Instruction – Reproduce the excerpt on the parties' submissions word for word, in full.

Extract –
11. On the violated rights, Counsel submits that the respondent’s action of receiving the required fees then negating to submit the petitioner’s name when she had attended all the classes violated her right to education. In addition, it is argued that the respondent’s actions violated the petitioner’s right to fair administrative action as the respondent failed to issue her with notice that her name was missing and reasons why.
12. Counsel contends that the petitioner is entitled to various reliefs since she has proved a violation of her various rights as was held in the case of Gilbert Mwangi Njuguna v The Attorney General Industrial Court Petition No.17 of 2013.
Relying on the case of Daniel Musinga T/A Musinga & CoAdvocates v Nation Newspapers Limited [2006] eKLR Counsel submits that a global sum of KShs.3000,000/- would be an appropriate compensation for the petitioner together with costs.
The Respondent’s Submissions
13. The firm of Kinoti & Kibe Co. Advocates on behalf of the respondent filed written submissions dated 9th April 2018. The firm identified the following as the issues for determination:
i. Whether the respondent’s conduct was discriminatory against the petitioner under Articles 27(1),(2) and (5) of the Constitution;
ii. Whether the respondent’s conduct was unlawful, illegal and unfair as per Articles 43 and 47 of the Constitution; and
iii. Whether the petitioner is entitled to the reliefs sought and further compensation in the form of damages.
14. On the first issue counsel while citing the case of Gabriel Nyabola v Attorney General & 2 Others [2014] eKLR submits that discrimination is defined in this case as a distinction which whether intentional or not based on grounds relating to personal characteristics of an individual or group has an effect of imposing disadvantages upon others. He contends that the petitioner had to show that she was subjected to a different standard of admission than her peers, as held in the case of Ntele James Kipambi v Council of Legal Education & 2 others [2017] eKLR.
15. Counsel submits in effect that the petitioner has not demonstrated this differentiation and has further failed to distinguish in line with Article 27(4) of the Constitution the ground upon which the respondent discriminated against her.

Supplied material –

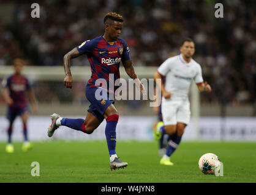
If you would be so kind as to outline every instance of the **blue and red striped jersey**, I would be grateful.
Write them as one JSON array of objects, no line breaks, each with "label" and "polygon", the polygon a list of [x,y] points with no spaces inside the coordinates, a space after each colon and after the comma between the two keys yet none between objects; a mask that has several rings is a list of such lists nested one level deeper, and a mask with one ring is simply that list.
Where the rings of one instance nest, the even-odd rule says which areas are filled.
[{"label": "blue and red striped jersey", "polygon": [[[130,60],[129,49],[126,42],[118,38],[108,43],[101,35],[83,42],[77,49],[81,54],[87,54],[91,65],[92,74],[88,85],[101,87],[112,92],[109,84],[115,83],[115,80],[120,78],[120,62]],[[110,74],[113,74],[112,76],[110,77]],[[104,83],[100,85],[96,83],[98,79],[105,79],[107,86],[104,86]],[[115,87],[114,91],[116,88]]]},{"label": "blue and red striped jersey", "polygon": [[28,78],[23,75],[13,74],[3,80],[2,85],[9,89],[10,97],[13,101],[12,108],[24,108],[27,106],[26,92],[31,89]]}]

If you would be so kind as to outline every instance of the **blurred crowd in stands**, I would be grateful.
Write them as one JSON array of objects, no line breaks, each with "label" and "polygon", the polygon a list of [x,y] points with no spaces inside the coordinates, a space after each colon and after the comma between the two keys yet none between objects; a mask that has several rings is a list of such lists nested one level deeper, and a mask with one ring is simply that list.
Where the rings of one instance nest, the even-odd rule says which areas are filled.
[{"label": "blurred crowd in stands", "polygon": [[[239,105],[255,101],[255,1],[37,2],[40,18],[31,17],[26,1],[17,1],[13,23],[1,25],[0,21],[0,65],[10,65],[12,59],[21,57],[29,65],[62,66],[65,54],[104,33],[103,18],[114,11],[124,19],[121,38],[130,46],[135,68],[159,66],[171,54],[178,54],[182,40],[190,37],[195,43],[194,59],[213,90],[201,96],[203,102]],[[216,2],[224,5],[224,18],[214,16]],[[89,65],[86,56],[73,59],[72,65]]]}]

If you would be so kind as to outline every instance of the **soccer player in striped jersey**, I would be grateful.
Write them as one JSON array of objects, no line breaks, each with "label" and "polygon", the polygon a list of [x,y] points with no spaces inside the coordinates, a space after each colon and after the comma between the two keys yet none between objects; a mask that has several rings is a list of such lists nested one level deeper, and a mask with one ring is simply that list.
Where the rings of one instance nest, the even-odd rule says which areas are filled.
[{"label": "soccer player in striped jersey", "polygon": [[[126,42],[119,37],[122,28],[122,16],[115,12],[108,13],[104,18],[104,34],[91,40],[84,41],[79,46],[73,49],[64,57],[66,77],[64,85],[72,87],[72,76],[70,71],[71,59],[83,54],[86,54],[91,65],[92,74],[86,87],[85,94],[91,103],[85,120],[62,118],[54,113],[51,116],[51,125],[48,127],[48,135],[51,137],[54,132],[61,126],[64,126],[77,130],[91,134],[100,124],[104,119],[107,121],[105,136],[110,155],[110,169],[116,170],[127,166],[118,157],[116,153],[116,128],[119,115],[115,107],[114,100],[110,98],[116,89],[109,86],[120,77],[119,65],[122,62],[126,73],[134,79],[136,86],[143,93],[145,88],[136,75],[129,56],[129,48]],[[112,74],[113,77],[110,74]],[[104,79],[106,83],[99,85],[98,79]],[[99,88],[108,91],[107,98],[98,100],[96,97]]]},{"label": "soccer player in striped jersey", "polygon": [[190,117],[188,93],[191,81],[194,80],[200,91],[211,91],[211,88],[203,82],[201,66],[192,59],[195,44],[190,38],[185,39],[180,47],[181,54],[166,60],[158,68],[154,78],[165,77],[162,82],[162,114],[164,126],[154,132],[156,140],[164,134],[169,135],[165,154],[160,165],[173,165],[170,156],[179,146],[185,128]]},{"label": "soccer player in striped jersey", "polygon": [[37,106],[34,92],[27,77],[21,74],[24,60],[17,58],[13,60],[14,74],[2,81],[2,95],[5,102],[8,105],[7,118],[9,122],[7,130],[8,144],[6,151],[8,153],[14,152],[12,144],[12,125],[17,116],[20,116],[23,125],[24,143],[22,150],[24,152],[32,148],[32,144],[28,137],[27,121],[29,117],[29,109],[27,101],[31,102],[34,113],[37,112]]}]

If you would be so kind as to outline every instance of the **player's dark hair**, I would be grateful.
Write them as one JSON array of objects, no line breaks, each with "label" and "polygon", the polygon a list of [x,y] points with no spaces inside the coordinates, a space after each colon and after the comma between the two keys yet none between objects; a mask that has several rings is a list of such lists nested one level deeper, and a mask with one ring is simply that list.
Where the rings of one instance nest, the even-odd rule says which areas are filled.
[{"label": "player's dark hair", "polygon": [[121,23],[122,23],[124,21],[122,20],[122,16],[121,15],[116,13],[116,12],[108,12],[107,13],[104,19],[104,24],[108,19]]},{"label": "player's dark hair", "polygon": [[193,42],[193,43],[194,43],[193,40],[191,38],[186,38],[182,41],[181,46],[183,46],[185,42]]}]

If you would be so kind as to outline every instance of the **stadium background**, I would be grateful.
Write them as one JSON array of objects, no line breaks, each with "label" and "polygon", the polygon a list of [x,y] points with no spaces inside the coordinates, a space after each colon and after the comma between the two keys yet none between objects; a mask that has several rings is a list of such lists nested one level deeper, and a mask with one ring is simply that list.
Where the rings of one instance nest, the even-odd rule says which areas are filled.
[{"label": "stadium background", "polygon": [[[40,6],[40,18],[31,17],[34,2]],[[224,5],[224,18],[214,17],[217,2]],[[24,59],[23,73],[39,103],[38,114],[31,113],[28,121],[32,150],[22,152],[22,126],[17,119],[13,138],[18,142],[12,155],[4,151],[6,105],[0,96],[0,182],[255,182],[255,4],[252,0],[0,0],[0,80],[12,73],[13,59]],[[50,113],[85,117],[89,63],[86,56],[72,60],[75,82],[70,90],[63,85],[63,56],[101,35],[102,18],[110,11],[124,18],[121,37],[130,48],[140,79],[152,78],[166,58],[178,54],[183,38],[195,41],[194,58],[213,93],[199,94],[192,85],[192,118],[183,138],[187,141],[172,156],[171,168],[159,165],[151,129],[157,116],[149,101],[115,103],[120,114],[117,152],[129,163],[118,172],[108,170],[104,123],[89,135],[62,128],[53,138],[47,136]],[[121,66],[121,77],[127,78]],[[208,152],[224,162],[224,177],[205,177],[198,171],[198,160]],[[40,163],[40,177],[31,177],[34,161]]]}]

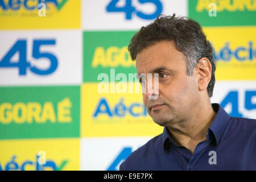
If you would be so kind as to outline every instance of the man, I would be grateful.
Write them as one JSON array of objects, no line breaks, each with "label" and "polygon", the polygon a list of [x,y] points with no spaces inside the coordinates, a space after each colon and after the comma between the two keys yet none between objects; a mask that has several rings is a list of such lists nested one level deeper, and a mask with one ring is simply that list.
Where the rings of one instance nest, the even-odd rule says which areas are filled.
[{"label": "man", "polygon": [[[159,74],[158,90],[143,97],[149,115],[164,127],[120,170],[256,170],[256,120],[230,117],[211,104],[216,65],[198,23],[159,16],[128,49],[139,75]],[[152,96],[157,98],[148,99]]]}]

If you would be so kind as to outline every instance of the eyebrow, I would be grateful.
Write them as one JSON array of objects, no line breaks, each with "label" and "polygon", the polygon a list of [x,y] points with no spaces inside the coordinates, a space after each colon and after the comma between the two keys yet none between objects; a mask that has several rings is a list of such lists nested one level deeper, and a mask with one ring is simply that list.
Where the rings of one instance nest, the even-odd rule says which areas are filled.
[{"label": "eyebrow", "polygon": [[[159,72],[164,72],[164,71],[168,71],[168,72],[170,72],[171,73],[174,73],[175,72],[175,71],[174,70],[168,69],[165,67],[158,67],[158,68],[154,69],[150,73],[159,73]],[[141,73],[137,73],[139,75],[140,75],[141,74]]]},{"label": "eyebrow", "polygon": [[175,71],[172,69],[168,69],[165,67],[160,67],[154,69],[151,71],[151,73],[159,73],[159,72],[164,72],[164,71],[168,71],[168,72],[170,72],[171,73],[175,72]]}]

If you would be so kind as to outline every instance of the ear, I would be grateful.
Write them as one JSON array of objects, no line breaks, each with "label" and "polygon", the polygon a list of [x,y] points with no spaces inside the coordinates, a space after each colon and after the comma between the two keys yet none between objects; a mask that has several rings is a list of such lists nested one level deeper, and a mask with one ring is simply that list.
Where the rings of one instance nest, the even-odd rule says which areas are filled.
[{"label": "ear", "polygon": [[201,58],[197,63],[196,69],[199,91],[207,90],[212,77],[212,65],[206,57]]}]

Problem solution –
11. On the violated rights, Counsel submits that the respondent’s action of receiving the required fees then negating to submit the petitioner’s name when she had attended all the classes violated her right to education. In addition, it is argued that the respondent’s actions violated the petitioner’s right to fair administrative action as the respondent failed to issue her with notice that her name was missing and reasons why.
12. Counsel contends that the petitioner is entitled to various reliefs since she has proved a violation of her various rights as was held in the case of Gilbert Mwangi Njuguna v The Attorney General Industrial Court Petition No.17 of 2013.
Relying on the case of Daniel Musinga T/A Musinga & CoAdvocates v Nation Newspapers Limited [2006] eKLR Counsel submits that a global sum of KShs.3000,000/- would be an appropriate compensation for the petitioner together with costs.
The Respondent’s Submissions
13. The firm of Kinoti & Kibe Co. Advocates on behalf of the respondent filed written submissions dated 9th April 2018. The firm identified the following as the issues for determination:
i. Whether the respondent’s conduct was discriminatory against the petitioner under Articles 27(1),(2) and (5) of the Constitution;
ii. Whether the respondent’s conduct was unlawful, illegal and unfair as per Articles 43 and 47 of the Constitution; and
iii. Whether the petitioner is entitled to the reliefs sought and further compensation in the form of damages.
14. On the first issue counsel while citing the case of Gabriel Nyabola v Attorney General & 2 Others [2014] eKLR submits that discrimination is defined in this case as a distinction which whether intentional or not based on grounds relating to personal characteristics of an individual or group has an effect of imposing disadvantages upon others. He contends that the petitioner had to show that she was subjected to a different standard of admission than her peers, as held in the case of Ntele James Kipambi v Council of Legal Education & 2 others [2017] eKLR.
15. Counsel submits in effect that the petitioner has not demonstrated this differentiation and has further failed to distinguish in line with Article 27(4) of the Constitution the ground upon which the respondent discriminated against her.